指定課題 a => 記録のうち、「the truck rear」を含む行から始まり「left=248, top=20, right=269, bottom=106」を含む行までを、「supplied」を「provided」に変えて書き直すこと。それ以外の部分は一切変えず、この範囲の行だけを示すこと。

Pは銅合金板の製造工程において、熱処理により、Feと結びついてFe−P系化合物を生成し、銅合金組織内にFe−P系の第二相粒子が析出することにより、強度特性及び導電性が向上する。また、Pの添加により、銅合金の耐熱性も改善される。更に、Cu合金に固溶したPは耐応力緩和特性を向上させる。Pの含有量が0.001質量%を下回ると、Fe−P系化合物の生成が不十分となり、銅合金材料の強度特性を向上させる効果を十分に得られなくなり、Pの含有量が0.050質量%を上回ると、銅合金板の導電性、曲げ加工性が低下しやすくなる。よって、本発明においては、電気・電子部品用銅合金に必要な強度特性を得るために、Pの添加量を0.001乃至0.050質量%とする。
端子等の電気電子部品用銅合金に要求される曲げ加工性は、一般的には、平均結晶粒径が小さく、かつ結晶粒径のばらつきが小さいほど良好となる。平均結晶粒径を小さくするためには、再結晶を伴う焼鈍温度を比較的低温に制御する方法があるが、Cu−Fe−P系合金の結晶粒成長は局部的に不均一になることが多く、そのため、ある程度結晶粒を成長させた組織の方が、曲げ加工性の確保には好適である。圧延方向及び板厚方向を含む断面において、母相の板厚方向における平均結晶粒径Dnが2μm未満であると、組織中に再結晶前の圧延組織が残留し、曲げ加工性及び耐応力緩和特性が劣化する。また、再結晶後の冷間加工量が大きいことにより、母相の板厚方向における平均結晶粒径Dnが2μm未満となる場合においても、組織中に過剰な歪みが蓄積されて曲げ加工性が劣化する。一方、母相の平均結晶粒径Dnが15μmを超えると、結晶粒界への応力集中が顕著となり、曲げ加工性が劣化する。よって、本発明においては、母相の板厚方向における平均結晶粒径Dnを2乃至15μmとする。母相の板厚方向における平均結晶粒径Dnは、望ましくは5乃至10μmである。
銅合金板において、結晶粒の形状は曲げ加工性に大きな影響を与える。即ち、一般的には、圧延が施された銅合金板は、曲げ加工の際に、圧延方向に平行方向の曲げ軸を中心とした曲げ加工(B.W.(Bad Way)曲げ)が施されるが、近時の電気電子部品への小型化への要求から、圧延方向に垂直な(板厚)方向の曲げ軸を中心とした曲げ加工(G.W.(Good Way)曲げ)における加工性の向上も望まれている。よって、本発明においては、特に、G.W.曲げ加工性に優れた銅合金板を得るために、圧延方向及び板厚方向を含む断面において、母相の圧延方向における平均結晶粒径DLを、母相の板厚方向における平均結晶粒径Dnに対する比DL/Dnで1.5以上に制御する。この比DL/Dnが1.5未満であると、G.W曲げ加工性が低下し、例えば曲げ加工後の銅合金材料の外表面に割れが発生する。

指定課題 b => 銅合金板についての本文から、「端子等の電気電子部品用銅合金」で始まり「しくは5乃至10μmである。」までの部分を、一字も変えずにそのまま出力すること。

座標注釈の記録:
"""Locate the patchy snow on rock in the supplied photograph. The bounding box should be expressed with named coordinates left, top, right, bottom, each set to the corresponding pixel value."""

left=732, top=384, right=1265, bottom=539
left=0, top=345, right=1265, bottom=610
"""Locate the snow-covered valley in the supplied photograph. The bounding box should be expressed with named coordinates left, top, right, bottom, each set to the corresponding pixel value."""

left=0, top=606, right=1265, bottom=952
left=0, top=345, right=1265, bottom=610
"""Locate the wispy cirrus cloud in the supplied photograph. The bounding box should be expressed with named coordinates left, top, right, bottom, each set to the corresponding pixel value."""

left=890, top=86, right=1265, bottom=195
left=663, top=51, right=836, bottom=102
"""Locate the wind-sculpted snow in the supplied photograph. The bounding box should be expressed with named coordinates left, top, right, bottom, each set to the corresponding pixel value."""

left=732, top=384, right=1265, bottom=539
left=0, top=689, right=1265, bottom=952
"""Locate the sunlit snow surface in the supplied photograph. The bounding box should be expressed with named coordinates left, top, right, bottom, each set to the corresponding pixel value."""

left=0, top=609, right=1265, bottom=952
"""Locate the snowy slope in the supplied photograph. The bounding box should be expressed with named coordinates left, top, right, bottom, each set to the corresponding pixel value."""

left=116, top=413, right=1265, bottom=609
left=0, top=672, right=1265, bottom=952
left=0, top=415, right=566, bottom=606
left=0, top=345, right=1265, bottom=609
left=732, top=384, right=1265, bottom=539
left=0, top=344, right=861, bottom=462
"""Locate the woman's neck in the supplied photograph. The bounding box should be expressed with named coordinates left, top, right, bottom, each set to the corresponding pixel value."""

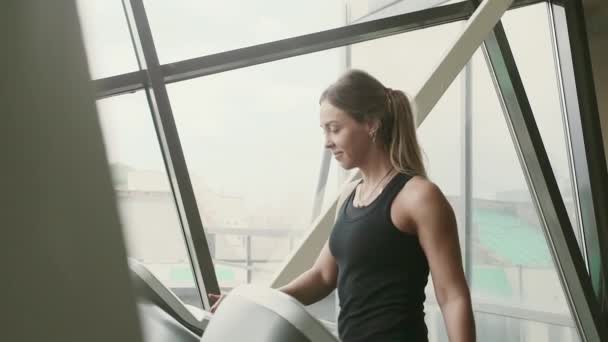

left=359, top=153, right=394, bottom=185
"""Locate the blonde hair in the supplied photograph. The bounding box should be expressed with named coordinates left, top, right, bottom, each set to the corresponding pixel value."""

left=319, top=69, right=427, bottom=177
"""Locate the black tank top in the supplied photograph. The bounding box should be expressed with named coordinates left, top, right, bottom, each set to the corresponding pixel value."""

left=329, top=174, right=429, bottom=342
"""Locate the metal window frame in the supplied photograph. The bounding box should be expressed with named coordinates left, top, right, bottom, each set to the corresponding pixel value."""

left=122, top=0, right=220, bottom=310
left=547, top=0, right=608, bottom=322
left=483, top=7, right=607, bottom=341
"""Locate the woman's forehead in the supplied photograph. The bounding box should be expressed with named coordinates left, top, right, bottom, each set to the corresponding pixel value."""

left=321, top=101, right=348, bottom=125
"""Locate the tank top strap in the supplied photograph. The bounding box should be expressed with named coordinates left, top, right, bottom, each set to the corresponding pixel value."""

left=381, top=173, right=412, bottom=209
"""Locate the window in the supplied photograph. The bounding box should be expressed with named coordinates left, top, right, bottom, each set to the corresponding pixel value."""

left=144, top=0, right=345, bottom=64
left=97, top=92, right=202, bottom=307
left=77, top=0, right=138, bottom=79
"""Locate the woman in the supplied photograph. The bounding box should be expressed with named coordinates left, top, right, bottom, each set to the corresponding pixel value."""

left=212, top=70, right=475, bottom=342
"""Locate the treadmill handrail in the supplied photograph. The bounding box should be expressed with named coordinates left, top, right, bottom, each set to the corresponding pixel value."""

left=129, top=258, right=212, bottom=336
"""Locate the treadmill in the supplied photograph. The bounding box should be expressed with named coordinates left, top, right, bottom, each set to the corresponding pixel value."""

left=129, top=259, right=339, bottom=342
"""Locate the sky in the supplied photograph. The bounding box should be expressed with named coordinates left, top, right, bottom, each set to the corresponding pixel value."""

left=78, top=0, right=569, bottom=227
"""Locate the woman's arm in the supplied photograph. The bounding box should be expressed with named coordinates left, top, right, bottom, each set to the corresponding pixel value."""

left=408, top=180, right=475, bottom=342
left=279, top=242, right=338, bottom=305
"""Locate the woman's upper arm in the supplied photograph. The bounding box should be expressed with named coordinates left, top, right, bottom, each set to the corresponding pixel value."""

left=406, top=181, right=469, bottom=304
left=313, top=242, right=338, bottom=287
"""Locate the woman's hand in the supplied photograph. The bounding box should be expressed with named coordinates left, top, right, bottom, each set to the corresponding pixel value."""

left=209, top=293, right=226, bottom=313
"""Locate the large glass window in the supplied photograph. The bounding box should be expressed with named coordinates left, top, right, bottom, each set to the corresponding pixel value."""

left=471, top=44, right=577, bottom=341
left=503, top=3, right=580, bottom=238
left=97, top=92, right=202, bottom=307
left=144, top=0, right=346, bottom=64
left=77, top=0, right=138, bottom=79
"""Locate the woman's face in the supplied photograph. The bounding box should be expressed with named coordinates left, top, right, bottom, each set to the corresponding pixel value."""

left=321, top=101, right=372, bottom=170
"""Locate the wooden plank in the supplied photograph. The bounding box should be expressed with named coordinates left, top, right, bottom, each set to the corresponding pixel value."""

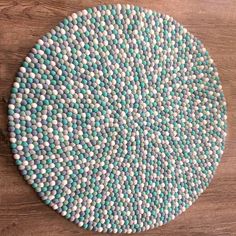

left=0, top=0, right=236, bottom=236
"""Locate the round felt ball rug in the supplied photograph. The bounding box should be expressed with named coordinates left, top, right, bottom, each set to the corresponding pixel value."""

left=9, top=5, right=226, bottom=233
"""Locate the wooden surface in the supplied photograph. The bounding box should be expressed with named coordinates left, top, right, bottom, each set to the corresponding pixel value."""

left=0, top=0, right=236, bottom=236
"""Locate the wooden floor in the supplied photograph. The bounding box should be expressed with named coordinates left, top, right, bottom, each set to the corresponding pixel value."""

left=0, top=0, right=236, bottom=236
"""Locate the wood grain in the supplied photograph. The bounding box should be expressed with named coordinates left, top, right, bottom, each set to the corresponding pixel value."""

left=0, top=0, right=236, bottom=236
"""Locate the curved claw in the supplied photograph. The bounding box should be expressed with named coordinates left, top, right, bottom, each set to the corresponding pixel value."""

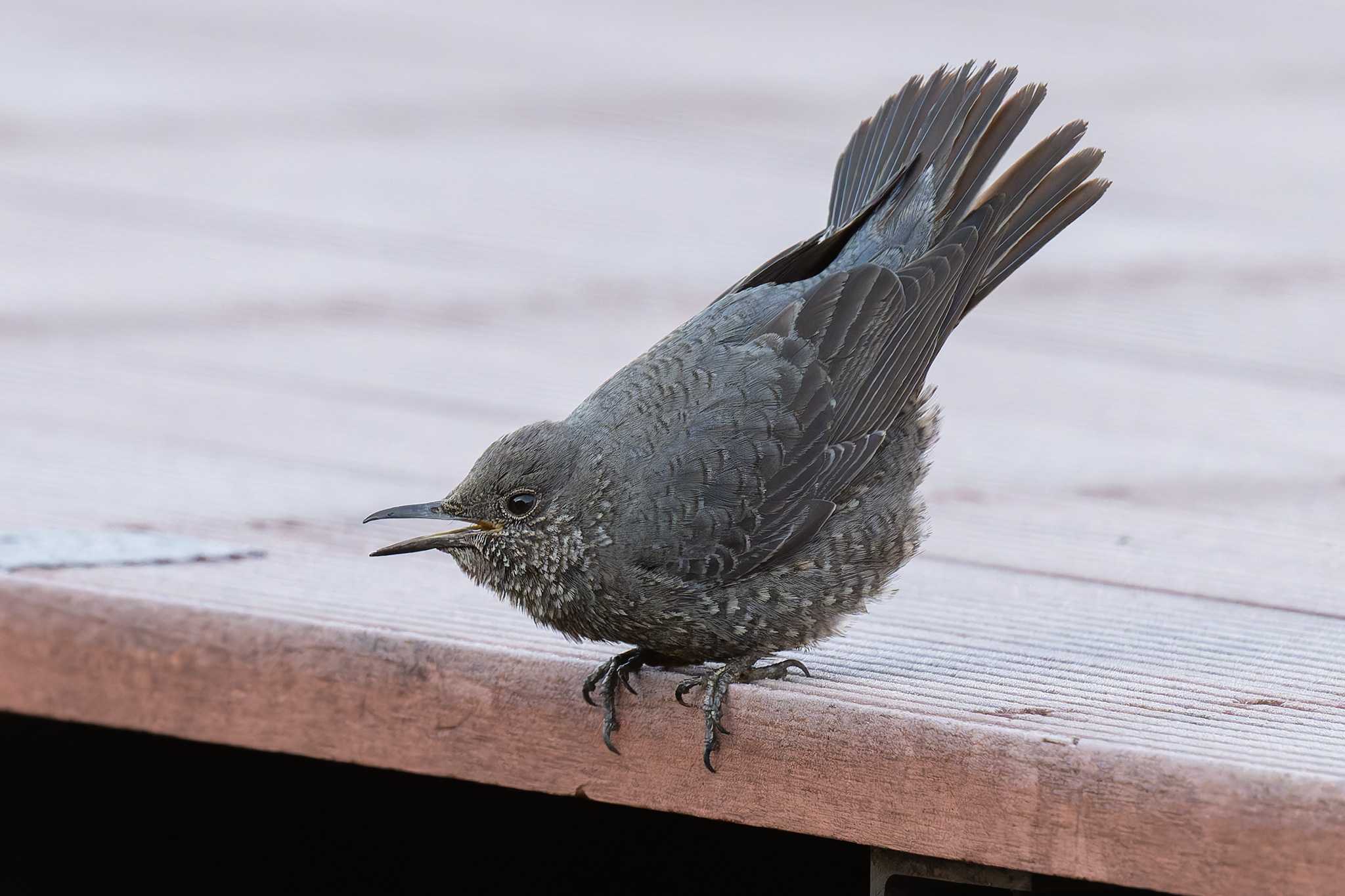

left=616, top=668, right=640, bottom=697
left=581, top=660, right=612, bottom=710
left=672, top=678, right=705, bottom=706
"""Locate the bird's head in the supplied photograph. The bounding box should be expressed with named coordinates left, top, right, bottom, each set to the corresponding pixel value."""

left=364, top=422, right=604, bottom=610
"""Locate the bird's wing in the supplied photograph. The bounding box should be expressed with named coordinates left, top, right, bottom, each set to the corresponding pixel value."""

left=716, top=62, right=1011, bottom=301
left=644, top=202, right=996, bottom=580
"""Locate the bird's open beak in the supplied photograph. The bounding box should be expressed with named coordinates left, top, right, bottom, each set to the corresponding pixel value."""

left=364, top=501, right=499, bottom=557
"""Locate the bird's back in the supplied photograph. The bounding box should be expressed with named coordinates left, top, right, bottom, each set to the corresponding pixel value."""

left=570, top=63, right=1109, bottom=656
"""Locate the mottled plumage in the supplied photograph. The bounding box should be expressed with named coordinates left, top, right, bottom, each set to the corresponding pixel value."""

left=370, top=63, right=1107, bottom=770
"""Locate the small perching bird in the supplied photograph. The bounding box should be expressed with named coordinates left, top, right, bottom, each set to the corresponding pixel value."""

left=364, top=62, right=1109, bottom=771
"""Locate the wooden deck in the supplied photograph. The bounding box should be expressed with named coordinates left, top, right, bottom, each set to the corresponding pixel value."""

left=0, top=0, right=1345, bottom=895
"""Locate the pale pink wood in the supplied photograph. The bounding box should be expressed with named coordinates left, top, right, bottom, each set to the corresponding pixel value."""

left=0, top=0, right=1345, bottom=893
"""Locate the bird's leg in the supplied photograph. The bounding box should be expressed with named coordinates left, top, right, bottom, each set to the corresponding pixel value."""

left=672, top=657, right=812, bottom=771
left=584, top=647, right=653, bottom=755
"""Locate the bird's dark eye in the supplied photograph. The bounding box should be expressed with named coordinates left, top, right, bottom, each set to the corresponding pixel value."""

left=504, top=492, right=537, bottom=520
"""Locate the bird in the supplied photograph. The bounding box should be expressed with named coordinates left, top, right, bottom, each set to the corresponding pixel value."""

left=364, top=62, right=1111, bottom=773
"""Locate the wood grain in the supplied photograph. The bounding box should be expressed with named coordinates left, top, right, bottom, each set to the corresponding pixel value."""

left=0, top=0, right=1345, bottom=895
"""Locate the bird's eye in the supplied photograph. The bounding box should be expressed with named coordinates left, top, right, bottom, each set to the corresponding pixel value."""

left=504, top=492, right=537, bottom=520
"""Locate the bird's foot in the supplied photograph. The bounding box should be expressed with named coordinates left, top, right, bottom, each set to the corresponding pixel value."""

left=672, top=657, right=812, bottom=771
left=584, top=647, right=651, bottom=755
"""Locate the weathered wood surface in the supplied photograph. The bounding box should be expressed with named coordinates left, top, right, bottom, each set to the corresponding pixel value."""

left=0, top=1, right=1345, bottom=893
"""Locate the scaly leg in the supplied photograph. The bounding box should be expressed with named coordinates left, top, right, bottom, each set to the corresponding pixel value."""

left=584, top=647, right=656, bottom=755
left=672, top=657, right=812, bottom=771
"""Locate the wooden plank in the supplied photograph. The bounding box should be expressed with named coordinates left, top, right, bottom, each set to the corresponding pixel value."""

left=0, top=556, right=1345, bottom=893
left=0, top=0, right=1345, bottom=893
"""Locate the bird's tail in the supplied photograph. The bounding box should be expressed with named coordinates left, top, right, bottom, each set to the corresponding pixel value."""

left=824, top=62, right=1111, bottom=314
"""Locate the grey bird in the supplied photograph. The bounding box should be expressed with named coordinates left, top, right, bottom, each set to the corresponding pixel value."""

left=364, top=62, right=1110, bottom=771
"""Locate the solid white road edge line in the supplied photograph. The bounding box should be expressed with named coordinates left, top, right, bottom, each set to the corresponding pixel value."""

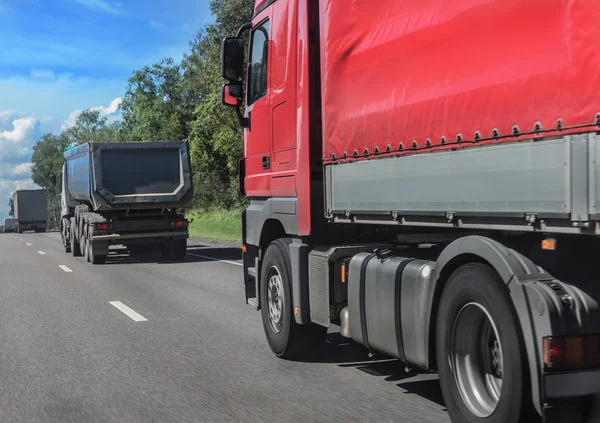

left=188, top=253, right=243, bottom=266
left=109, top=301, right=148, bottom=322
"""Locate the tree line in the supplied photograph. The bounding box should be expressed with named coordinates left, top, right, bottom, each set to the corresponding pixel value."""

left=31, top=0, right=254, bottom=227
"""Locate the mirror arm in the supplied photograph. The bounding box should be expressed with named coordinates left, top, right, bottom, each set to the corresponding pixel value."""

left=235, top=22, right=252, bottom=38
left=235, top=106, right=250, bottom=128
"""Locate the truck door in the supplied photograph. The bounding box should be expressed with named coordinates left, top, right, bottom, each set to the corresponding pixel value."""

left=244, top=5, right=273, bottom=197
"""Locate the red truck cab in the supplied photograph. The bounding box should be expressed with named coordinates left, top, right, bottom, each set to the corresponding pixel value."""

left=222, top=0, right=600, bottom=423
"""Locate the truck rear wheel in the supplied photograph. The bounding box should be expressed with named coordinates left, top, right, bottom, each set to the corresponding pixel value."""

left=436, top=263, right=527, bottom=423
left=260, top=239, right=327, bottom=359
left=70, top=217, right=81, bottom=257
left=60, top=219, right=71, bottom=253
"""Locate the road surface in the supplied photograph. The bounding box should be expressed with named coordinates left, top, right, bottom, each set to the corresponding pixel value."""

left=0, top=233, right=449, bottom=423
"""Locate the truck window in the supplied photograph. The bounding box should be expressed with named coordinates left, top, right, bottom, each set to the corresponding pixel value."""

left=248, top=20, right=269, bottom=106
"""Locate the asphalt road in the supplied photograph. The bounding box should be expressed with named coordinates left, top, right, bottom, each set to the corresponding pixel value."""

left=0, top=233, right=449, bottom=423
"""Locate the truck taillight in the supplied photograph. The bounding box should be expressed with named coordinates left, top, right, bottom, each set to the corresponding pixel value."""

left=544, top=334, right=600, bottom=372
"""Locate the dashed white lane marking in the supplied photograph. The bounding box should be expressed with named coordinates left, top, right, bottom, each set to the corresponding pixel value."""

left=188, top=253, right=244, bottom=266
left=109, top=301, right=148, bottom=322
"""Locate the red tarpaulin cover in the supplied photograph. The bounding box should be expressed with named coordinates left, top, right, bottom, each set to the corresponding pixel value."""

left=319, top=0, right=600, bottom=159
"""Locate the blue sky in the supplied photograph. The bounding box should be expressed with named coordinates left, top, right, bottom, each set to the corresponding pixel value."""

left=0, top=0, right=211, bottom=219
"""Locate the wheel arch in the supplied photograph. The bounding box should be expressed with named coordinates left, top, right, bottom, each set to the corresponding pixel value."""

left=427, top=236, right=552, bottom=414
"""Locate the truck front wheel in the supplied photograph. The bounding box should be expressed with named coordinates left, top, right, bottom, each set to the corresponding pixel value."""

left=60, top=219, right=71, bottom=253
left=260, top=239, right=327, bottom=359
left=436, top=263, right=527, bottom=423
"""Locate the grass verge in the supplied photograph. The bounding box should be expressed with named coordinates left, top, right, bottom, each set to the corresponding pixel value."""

left=188, top=210, right=242, bottom=242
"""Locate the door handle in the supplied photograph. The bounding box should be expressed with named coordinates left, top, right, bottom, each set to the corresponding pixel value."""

left=263, top=156, right=271, bottom=169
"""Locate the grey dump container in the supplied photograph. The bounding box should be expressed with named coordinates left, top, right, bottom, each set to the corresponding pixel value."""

left=13, top=190, right=48, bottom=224
left=64, top=141, right=193, bottom=210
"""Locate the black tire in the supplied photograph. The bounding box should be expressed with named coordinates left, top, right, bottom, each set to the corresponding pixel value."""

left=260, top=239, right=327, bottom=360
left=85, top=236, right=92, bottom=263
left=60, top=219, right=71, bottom=253
left=436, top=263, right=530, bottom=423
left=71, top=217, right=81, bottom=257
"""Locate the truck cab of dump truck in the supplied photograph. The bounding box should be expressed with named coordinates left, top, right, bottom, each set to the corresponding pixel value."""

left=222, top=0, right=600, bottom=423
left=4, top=219, right=15, bottom=234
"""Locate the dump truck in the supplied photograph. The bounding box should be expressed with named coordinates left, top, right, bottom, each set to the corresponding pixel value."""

left=222, top=0, right=600, bottom=423
left=52, top=141, right=193, bottom=264
left=13, top=189, right=48, bottom=233
left=3, top=219, right=15, bottom=234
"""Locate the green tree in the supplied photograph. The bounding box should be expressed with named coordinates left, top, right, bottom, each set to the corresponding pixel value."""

left=182, top=0, right=254, bottom=208
left=63, top=110, right=122, bottom=145
left=31, top=131, right=71, bottom=228
left=121, top=58, right=190, bottom=141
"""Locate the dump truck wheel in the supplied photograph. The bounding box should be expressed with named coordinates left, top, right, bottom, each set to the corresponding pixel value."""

left=71, top=217, right=81, bottom=257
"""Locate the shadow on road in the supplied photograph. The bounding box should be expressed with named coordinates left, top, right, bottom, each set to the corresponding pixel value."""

left=302, top=332, right=445, bottom=410
left=188, top=245, right=242, bottom=261
left=100, top=245, right=242, bottom=265
left=398, top=379, right=446, bottom=407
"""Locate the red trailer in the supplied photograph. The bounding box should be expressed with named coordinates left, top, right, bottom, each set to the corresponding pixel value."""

left=223, top=0, right=600, bottom=423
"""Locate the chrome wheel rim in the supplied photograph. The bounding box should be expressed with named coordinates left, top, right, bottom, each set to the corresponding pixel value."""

left=267, top=266, right=285, bottom=333
left=449, top=302, right=504, bottom=418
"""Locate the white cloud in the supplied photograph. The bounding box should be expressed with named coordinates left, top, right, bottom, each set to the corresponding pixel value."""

left=92, top=97, right=123, bottom=116
left=10, top=163, right=31, bottom=179
left=0, top=111, right=42, bottom=219
left=0, top=117, right=39, bottom=147
left=62, top=97, right=123, bottom=130
left=31, top=69, right=56, bottom=79
left=75, top=0, right=123, bottom=15
left=62, top=109, right=81, bottom=131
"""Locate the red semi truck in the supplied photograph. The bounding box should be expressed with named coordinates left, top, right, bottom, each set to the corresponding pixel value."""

left=222, top=0, right=600, bottom=423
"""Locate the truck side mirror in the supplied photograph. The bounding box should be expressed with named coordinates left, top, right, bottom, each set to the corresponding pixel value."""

left=221, top=37, right=244, bottom=84
left=221, top=84, right=242, bottom=107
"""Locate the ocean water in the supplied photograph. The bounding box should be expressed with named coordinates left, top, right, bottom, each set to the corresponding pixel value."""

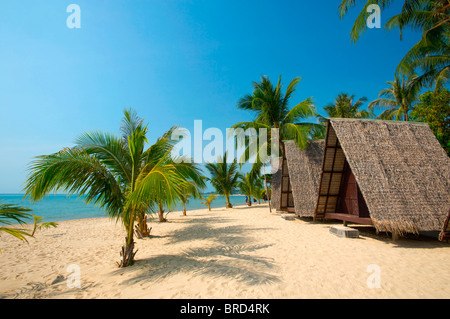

完成解答 a =>
"""Locate the truck rear wheel in the provided photograph. The bounding box should be expressed with named coordinates left, top, right, bottom, each set to the corresponding pixel value."""

left=436, top=263, right=527, bottom=423
left=260, top=239, right=327, bottom=359
left=70, top=217, right=81, bottom=257
left=60, top=219, right=71, bottom=253
"""Locate the road surface in the provided photograph. The bounding box should be expressed with named coordinates left, top, right, bottom, each set to the corresponding pixel value."""

left=0, top=233, right=449, bottom=423
"""Locate the truck window in the provided photograph. The bounding box should be expressed with named coordinates left, top, right, bottom, each set to the corresponding pixel value."""

left=248, top=20, right=269, bottom=106

完成解答 b =>
端子等の電気電子部品用銅合金に要求される曲げ加工性は、一般的には、平均結晶粒径が小さく、かつ結晶粒径のばらつきが小さいほど良好となる。平均結晶粒径を小さくするためには、再結晶を伴う焼鈍温度を比較的低温に制御する方法があるが、Cu−Fe−P系合金の結晶粒成長は局部的に不均一になることが多く、そのため、ある程度結晶粒を成長させた組織の方が、曲げ加工性の確保には好適である。圧延方向及び板厚方向を含む断面において、母相の板厚方向における平均結晶粒径Dnが2μm未満であると、組織中に再結晶前の圧延組織が残留し、曲げ加工性及び耐応力緩和特性が劣化する。また、再結晶後の冷間加工量が大きいことにより、母相の板厚方向における平均結晶粒径Dnが2μm未満となる場合においても、組織中に過剰な歪みが蓄積されて曲げ加工性が劣化する。一方、母相の平均結晶粒径Dnが15μmを超えると、結晶粒界への応力集中が顕著となり、曲げ加工性が劣化する。よって、本発明においては、母相の板厚方向における平均結晶粒径Dnを2乃至15μmとする。母相の板厚方向における平均結晶粒径Dnは、望ましくは5乃至10μmである。